• _Task to carry out_
Transcribe all the entries word for word, skipping the pictures.

Dataset entries:
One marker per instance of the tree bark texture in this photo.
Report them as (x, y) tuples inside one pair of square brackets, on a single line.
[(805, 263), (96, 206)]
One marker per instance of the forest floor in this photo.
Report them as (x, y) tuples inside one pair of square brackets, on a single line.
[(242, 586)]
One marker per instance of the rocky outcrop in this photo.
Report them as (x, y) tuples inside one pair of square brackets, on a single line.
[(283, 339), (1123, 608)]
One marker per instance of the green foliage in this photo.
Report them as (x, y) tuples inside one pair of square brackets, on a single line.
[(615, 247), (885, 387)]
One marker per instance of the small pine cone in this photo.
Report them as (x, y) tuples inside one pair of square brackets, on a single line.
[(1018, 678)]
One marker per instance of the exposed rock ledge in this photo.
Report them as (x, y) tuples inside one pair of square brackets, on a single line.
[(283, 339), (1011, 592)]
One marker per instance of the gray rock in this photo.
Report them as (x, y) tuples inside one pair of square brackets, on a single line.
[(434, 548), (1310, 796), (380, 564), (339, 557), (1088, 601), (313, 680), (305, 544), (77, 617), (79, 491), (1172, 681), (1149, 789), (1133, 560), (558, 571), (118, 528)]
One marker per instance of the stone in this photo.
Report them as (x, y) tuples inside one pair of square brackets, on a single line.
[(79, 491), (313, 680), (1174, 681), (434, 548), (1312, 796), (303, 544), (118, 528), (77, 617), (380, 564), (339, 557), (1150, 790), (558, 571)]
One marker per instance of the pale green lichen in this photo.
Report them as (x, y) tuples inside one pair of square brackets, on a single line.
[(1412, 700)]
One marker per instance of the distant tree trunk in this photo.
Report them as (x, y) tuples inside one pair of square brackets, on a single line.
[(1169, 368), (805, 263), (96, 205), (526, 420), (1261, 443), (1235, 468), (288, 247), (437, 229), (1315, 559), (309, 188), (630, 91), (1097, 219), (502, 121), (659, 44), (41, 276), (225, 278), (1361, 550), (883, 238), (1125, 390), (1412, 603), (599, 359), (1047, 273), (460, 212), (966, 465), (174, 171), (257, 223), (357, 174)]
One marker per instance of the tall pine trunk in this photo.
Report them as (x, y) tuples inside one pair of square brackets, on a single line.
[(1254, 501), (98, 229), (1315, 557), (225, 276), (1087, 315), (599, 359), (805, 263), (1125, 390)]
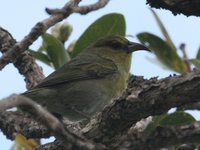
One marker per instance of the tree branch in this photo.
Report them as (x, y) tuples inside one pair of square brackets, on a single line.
[(162, 137), (69, 140), (144, 98), (41, 27), (24, 63), (186, 7)]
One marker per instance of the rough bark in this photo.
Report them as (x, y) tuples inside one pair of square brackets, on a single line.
[(186, 7)]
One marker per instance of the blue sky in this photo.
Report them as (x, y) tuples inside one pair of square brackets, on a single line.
[(18, 17)]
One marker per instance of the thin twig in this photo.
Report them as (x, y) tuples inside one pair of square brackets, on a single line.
[(25, 63), (41, 27)]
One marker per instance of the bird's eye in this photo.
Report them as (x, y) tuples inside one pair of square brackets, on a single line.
[(116, 45)]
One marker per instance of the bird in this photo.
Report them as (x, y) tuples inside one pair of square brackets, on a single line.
[(88, 82)]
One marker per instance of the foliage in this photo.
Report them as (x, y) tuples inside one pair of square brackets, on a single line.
[(53, 52)]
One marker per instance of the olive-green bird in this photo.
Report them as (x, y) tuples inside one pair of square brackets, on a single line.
[(88, 82)]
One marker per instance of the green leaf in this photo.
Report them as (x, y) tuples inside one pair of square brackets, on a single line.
[(163, 30), (110, 24), (195, 62), (55, 50), (174, 119), (163, 51), (177, 118), (41, 56)]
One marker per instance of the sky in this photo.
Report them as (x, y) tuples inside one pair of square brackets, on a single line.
[(18, 17)]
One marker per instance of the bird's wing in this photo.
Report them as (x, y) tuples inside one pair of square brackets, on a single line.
[(80, 70)]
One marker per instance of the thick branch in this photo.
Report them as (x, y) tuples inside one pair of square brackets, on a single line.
[(162, 137), (68, 139), (15, 122), (142, 99), (186, 7)]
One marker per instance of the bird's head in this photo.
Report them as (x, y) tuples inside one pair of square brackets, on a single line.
[(117, 49)]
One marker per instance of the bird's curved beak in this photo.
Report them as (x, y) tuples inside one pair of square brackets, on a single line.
[(132, 47)]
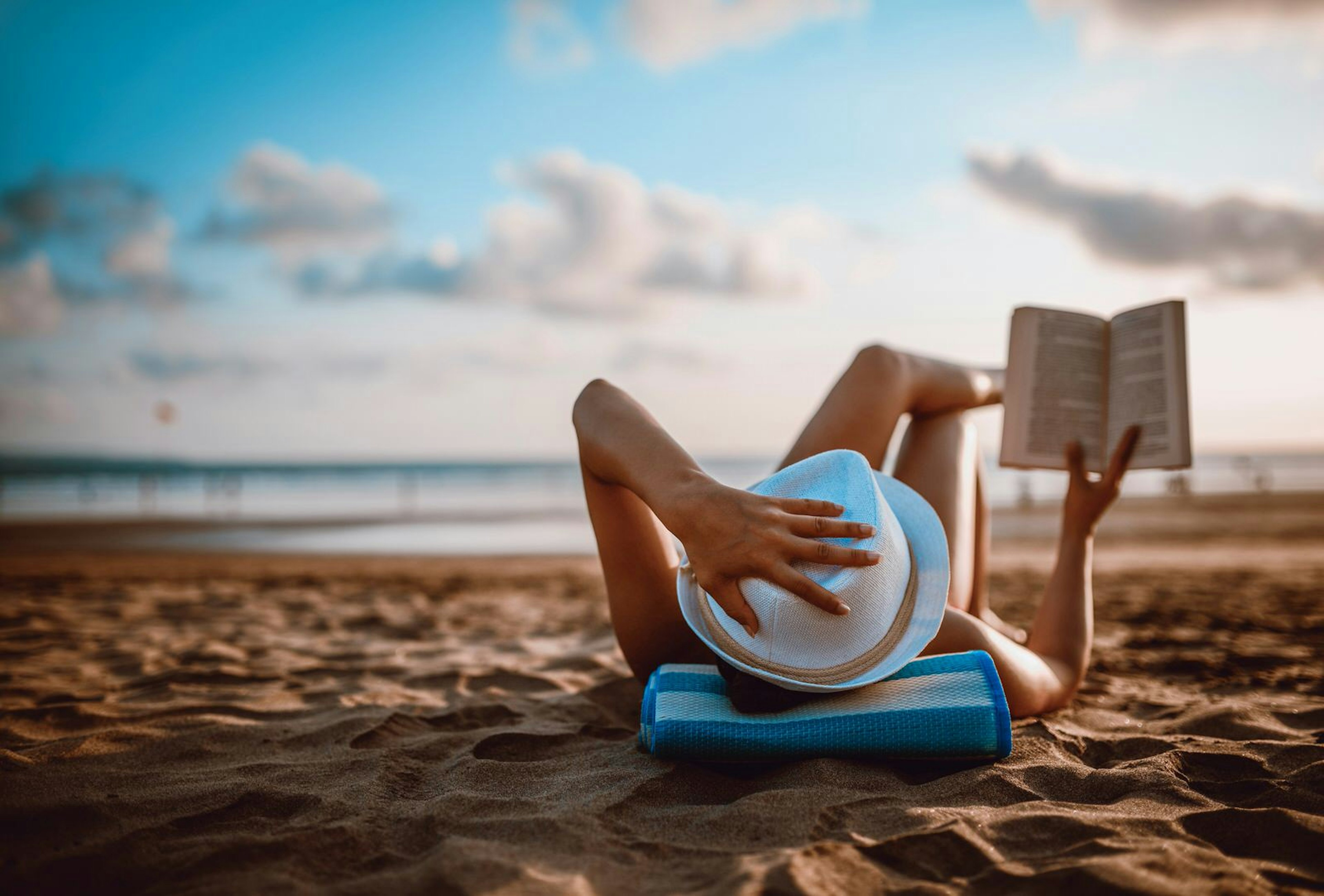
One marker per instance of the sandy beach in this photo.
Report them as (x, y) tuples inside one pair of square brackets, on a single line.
[(222, 723)]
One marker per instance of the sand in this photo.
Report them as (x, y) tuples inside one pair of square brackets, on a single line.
[(240, 724)]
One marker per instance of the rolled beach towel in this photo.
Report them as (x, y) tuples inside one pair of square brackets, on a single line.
[(934, 707)]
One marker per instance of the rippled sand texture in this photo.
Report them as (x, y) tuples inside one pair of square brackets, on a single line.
[(232, 726)]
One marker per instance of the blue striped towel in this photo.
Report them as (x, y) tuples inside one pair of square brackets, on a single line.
[(934, 707)]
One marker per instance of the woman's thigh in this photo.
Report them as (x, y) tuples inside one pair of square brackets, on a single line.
[(640, 566), (939, 459)]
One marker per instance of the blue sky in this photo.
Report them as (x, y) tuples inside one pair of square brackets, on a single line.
[(479, 266)]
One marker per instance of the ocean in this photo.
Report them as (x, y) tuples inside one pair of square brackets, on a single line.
[(452, 509)]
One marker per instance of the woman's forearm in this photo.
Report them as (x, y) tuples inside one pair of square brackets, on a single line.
[(623, 444), (1064, 626)]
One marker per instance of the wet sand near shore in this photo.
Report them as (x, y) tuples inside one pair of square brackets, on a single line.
[(220, 723)]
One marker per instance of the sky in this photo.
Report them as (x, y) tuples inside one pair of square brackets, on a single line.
[(415, 231)]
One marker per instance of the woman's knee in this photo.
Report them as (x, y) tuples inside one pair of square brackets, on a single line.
[(881, 364)]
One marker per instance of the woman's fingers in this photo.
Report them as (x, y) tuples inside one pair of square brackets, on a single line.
[(832, 554), (810, 507), (827, 527), (1122, 456), (803, 587), (729, 597)]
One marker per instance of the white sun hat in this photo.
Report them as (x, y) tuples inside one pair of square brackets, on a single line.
[(895, 605)]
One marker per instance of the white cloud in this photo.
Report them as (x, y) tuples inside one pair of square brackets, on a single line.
[(594, 239), (546, 38), (30, 302), (143, 255), (672, 33), (1176, 26), (301, 211), (1238, 241), (108, 233)]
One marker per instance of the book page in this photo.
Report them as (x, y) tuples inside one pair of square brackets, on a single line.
[(1054, 388), (1147, 384)]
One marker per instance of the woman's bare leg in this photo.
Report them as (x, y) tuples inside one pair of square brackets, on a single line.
[(639, 566), (938, 460), (881, 384)]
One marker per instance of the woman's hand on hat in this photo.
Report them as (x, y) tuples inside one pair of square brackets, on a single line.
[(731, 534), (1087, 500)]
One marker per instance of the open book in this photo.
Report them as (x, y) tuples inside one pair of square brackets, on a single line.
[(1076, 376)]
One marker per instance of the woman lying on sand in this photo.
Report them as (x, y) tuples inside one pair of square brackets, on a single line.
[(641, 486)]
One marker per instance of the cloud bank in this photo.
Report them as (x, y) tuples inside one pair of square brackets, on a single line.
[(300, 211), (594, 239), (80, 238), (672, 33), (1190, 24), (1238, 241), (30, 302)]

• _Task solution_
One marker per instance of the tree bark texture in this photo.
Report them as (x, y) tuples inside one pair of square brackets, on a single line.
[(805, 263), (96, 206)]
One marker per instance of the forest floor in this photo.
Report them as (x, y) tuples inside one pair of square brackets, on a single line.
[(242, 586)]
One marker per instance of the rocky outcrop in this photo.
Report them as (x, y) tuples inside one pair of square brackets, on a single line.
[(283, 339), (1123, 608)]
One marker per instance of the green foliage in this photo.
Report them as (x, y) tuples inside one pair of square brackets, on a single line.
[(615, 247), (885, 387)]
One marker per instance of the small pine cone in this photo.
Report them as (x, y) tuples inside one pair of square brackets, on a single line.
[(1018, 678)]
One marker per instance of the exposed rock ledge in this photo.
Report them as (x, y) tuples inside one pair of square brackets, on a single line.
[(283, 339), (1011, 592)]
One marker per instance of the gray rock in this photo.
Report them as (x, y) tuples inside one pair of square brackets, on a single line.
[(434, 548), (1310, 796), (380, 564), (339, 557), (1088, 601), (313, 680), (305, 544), (77, 617), (79, 491), (1172, 681), (1149, 789), (1133, 560), (558, 571), (118, 528)]
One marker per instance of the stone in this photo.
Report them as (x, y) tuples inside one pair of square brackets, on a single line.
[(79, 491), (313, 680), (1174, 681), (434, 548), (1312, 796), (303, 544), (118, 528), (77, 617), (380, 564), (339, 557), (1150, 790), (558, 571)]
One marker per instance of the pale green lichen in this photo.
Report them as (x, y) tuples inside one pair of square brackets, on a single line.
[(1412, 700)]
One marker per instance of the distant tree trunk in this photo.
Report them as (x, y) tuples inside one pair of square brackets, on a single line.
[(1169, 368), (805, 263), (96, 205), (526, 420), (1261, 443), (1235, 468), (288, 247), (437, 229), (1315, 559), (309, 188), (630, 91), (1097, 219), (502, 121), (659, 44), (41, 276), (225, 278), (1361, 550), (883, 238), (1125, 390), (1412, 603), (599, 359), (1047, 273), (460, 212), (966, 465), (174, 171), (257, 223), (357, 174)]
One marker per instance of the tall pine trunk in this photo.
Report them as (x, y) tuples inside one pair of square brackets, on a single line.
[(1254, 501), (98, 229), (1315, 557), (225, 276), (1087, 315), (599, 359), (805, 263), (1125, 390)]
One marker per instance of the tree branch in this photo.
Report them as (x, y) tuples inside one pair of square brackets, on a single line.
[(162, 137), (69, 140), (144, 98), (41, 27), (24, 63), (186, 7)]
One marker per instance of the rough bark in this photo.
Report them as (x, y) tuples inside one pair of square brackets, on a single line.
[(186, 7)]
One marker per instance of the blue sky in this photo.
Report them as (x, y) tuples inside one pair of square brackets, on a single line.
[(18, 17)]
One marker per instance of the thin twig in this photo.
Report them as (x, y) tuples inside one pair of square brackets, on a single line.
[(25, 63), (41, 27)]
One marker per instance of the bird's eye in this photo.
Report them as (x, y) tuples inside one pair of square brackets, on a single line.
[(116, 45)]
One marker per instance of the bird in this photo.
Report them as (x, y) tuples inside one pair of square brackets, on a single line.
[(88, 82)]
One marker per instance of the foliage in this photo.
Report them as (x, y) tuples inside one pair of square brackets, on a single line.
[(53, 52)]
One marker per instance of the olive-green bird in this photo.
Report them as (x, y) tuples inside one pair of square brackets, on a single line.
[(88, 82)]
One marker per instance of the green leaf in this photo.
Report them as (x, y) tuples inside one pair of square brackets, on a single line.
[(163, 30), (110, 24), (195, 62), (55, 50), (174, 119), (163, 51), (177, 118), (41, 56)]
One marker per instance of the sky in this photo.
Report them as (x, y) tuples inside one pair of square brackets, on a single line.
[(18, 17)]
One marker per instance of the bird's wing in this photo.
Report them as (x, y) tuples inside one pair of square brackets, on a single line.
[(80, 70)]
One marker per instance of the thick branch in this photo.
Report them as (x, y) tuples inside one pair of square brackets, on a single line.
[(162, 137), (68, 139), (15, 122), (142, 99), (186, 7)]
One marker per instance of the bird's head in this photo.
Report them as (x, y) tuples inside one pair of square brackets, on a single line.
[(117, 49)]
One marker per instance of the bird's curved beak in this photo.
Report them as (x, y) tuples inside one pair of square brackets, on a single line.
[(132, 47)]
One marker per instance of the sandy beach in this photo.
Report them as (x, y) tuples inside one pair of square brackets, on a single line.
[(222, 723)]
One marker per instance of the sand in this photo.
Report them as (x, y) tuples inside one pair of square brackets, on a single line.
[(240, 724)]
One marker per instance of the rolled beach towel in this photo.
Report them as (x, y) tuples inside one pair of square brackets, on a single line.
[(934, 707)]
One marker per instance of the rippled sand texture in this photo.
Report them as (x, y) tuples inside one pair of square brackets, on a single line.
[(232, 726)]
One marker per instance of the blue striped towel in this photo.
Report them as (x, y) tuples inside one pair of square brackets, on a single line.
[(934, 707)]
One marker per instance of the woman's thigh in this photo.
Report them as (x, y) tuples inside one pair of square brackets, on a single line.
[(640, 566), (939, 459)]
One marker per instance of the blue sky in this photo.
Report them as (x, y) tuples inside one pair of square brackets, on a single line.
[(479, 266)]
One marker per instance of the ocean in this photo.
Report them as (x, y) tuples inside one pair of square brackets, on a single line.
[(452, 509)]
One marker per instance of the woman's forearm in this photo.
Report them as (x, y) tuples inside one pair of square brackets, on a single line.
[(623, 444), (1064, 626)]
One marker per instance of the wet sand near shore in this photo.
Report them as (x, y) tuples inside one pair of square brackets, on a single line.
[(220, 723)]
One marker per instance of the sky in this photo.
Report them as (x, y) tuples inside one pair of square brackets, on a single line.
[(415, 231)]
One marker per instance of the woman's knee in this photo.
Report them as (x, y) tuples inside one pair of square brackets, on a single line.
[(881, 364)]
One marker per instance of the woman's fingers in this photo.
Report them as (x, y) tuples inside one pair of square brackets, on a single line.
[(832, 554), (810, 507), (827, 527), (1122, 456), (803, 587), (729, 597)]
One marker per instance of the white sun hat in this photo.
Report them as (x, y) tuples inside one pair of square brackets, on a single line.
[(895, 605)]
One marker per instance of the white cloud in this photo.
Report them as (x, y) tuples inside one pair of square brackets, on a single line.
[(594, 239), (546, 38), (30, 302), (143, 255), (672, 33), (1176, 26), (301, 211), (1238, 241), (108, 233)]
One marker per instance of the book page in this photo.
Report them as (x, y) tuples inside one pair of square brackets, on a single line.
[(1054, 388), (1147, 384)]
One marker per instance of the woman's bare leg in this photo.
Report them as (x, y) tuples inside one pair of square brackets, on a single line.
[(639, 566), (938, 460), (881, 384)]
One marker per instance of the woman's hand on hat in this photo.
Report them as (x, y) tuples inside one pair of square brackets, on a single line.
[(731, 534), (1087, 500)]
One marker per instance of the open book in this photo.
Report them as (x, y) tuples inside one pair of square brackets, on a single line.
[(1076, 376)]
One marker per instance of the woman lying on sand in this photo.
Report them as (x, y) tuples inside one pair of square brackets, on a single line.
[(641, 486)]
One marker per instance of the cloud bank in this photo.
Report them as (x, y) tuples inside one pair of square brackets, on a single line.
[(300, 211), (594, 239), (80, 238), (672, 33), (1190, 24), (1238, 241), (30, 302)]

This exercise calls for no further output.